Sunday, 4 October 2009

Try this one on for size, boys.

This year Halloween is easy.

If you remember, every year Caleb throws a significant costume party. And every year we go all out on dressing up and coming up with good costumes, sometimes as a group and sometimes as sets or duets. This is one of those wonderful years where everyone is involved in one specific theme, and this marks the first year that Ruth and Henry can participate.

Because they picked the theme.

The children decided back in early August, upon release of the movie, that they would be going as Storm Shadow (Ruth) and Snake Eyes (Henry) from G.I. Joe: Rise of the Cobra.

It was a natural progression after that.

I'm going to be the Baroness. Benjamin is going as Duke. Caleb will be the Baron (stop laughing). PJ is General Hawk, and Christian is Heavy Duty. Sam is Destro. Lochlan is going to be Dr. Mindbender and oddly enough it seemed far too easy to convince Schuyler to be Scarlett. The rest are rounding out the team as Zartan, Ripcord and all the other characters I have forgotten the names of already but find equally awesome.

It's going to be a blast.

The party is the Friday night before Halloween, and since the children won't be attending, we'll have a costumed sit-down dinner party at the house with everyone coming here first for food, and then we can travel downtown as a group to Caleb's loft after I take them to PJ's mom's for the night. The kids are incredibly excited.

Rows:
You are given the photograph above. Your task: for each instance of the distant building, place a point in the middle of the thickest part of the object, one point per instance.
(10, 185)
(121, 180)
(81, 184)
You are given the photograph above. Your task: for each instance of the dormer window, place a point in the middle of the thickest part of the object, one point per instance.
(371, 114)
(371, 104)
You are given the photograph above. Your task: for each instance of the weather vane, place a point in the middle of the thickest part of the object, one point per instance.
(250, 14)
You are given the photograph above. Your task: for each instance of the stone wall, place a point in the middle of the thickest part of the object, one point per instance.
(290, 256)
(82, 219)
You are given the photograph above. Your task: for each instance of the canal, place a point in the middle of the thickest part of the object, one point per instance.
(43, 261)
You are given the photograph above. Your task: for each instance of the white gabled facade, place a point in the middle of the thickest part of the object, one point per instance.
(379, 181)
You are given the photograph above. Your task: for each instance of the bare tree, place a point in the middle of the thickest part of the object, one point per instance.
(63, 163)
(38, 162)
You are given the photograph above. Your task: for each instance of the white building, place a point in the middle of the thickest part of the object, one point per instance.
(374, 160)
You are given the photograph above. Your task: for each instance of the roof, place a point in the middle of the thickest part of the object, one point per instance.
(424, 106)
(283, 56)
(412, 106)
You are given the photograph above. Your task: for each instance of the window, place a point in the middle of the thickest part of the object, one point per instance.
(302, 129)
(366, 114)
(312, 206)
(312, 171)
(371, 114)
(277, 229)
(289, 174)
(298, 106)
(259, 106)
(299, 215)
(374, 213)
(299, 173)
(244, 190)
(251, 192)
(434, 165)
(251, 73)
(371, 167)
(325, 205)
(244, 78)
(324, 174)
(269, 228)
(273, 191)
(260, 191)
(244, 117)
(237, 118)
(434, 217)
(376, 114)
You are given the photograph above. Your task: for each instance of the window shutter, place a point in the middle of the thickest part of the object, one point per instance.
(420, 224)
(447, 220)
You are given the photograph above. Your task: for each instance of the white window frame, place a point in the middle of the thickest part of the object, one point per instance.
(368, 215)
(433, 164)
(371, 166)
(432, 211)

Directions:
1. In the Halloween post, list each person named in the paragraph that begins "I'm going to be the Baroness," along with the character that person will dress as.
2. Decide whether each statement agrees with the Halloween post, and answer yes or no with the words from the post that decide it.
(a) The party takes place on Halloween night.
(b) Ruth will dress as Storm Shadow.
(c) The children will attend Caleb's party.
3. Echo the Halloween post word for word, beginning at "Sunday, 4 October" and stopping after "progression after that.".

The responses:
1.
- Benjamin: Duke
- Caleb: the Baron
- PJ: General Hawk
- Christian: Heavy Duty
- Sam: Destro
- Lochlan: Dr. Mindbender
- Schuyler: Scarlett

2.
(a) No: "The party is the Friday night before Halloween"
(b) Yes: "Storm Shadow (Ruth)"
(c) No: "since the children won't be attending"

3.
Sunday, 4 October 2009

Try this one on for size, boys.

This year Halloween is easy.

If you remember, every year Caleb throws a significant costume party. And every year we go all out on dressing up and coming up with good costumes, sometimes as a group and sometimes as sets or duets. This is one of those wonderful years where everyone is involved in one specific theme, and this marks the first year that Ruth and Henry can participate.

Because they picked the theme.

The children decided back in early August, upon release of the movie, that they would be going as Storm Shadow (Ruth) and Snake Eyes (Henry) from G.I. Joe: Rise of the Cobra.

It was a natural progression after that.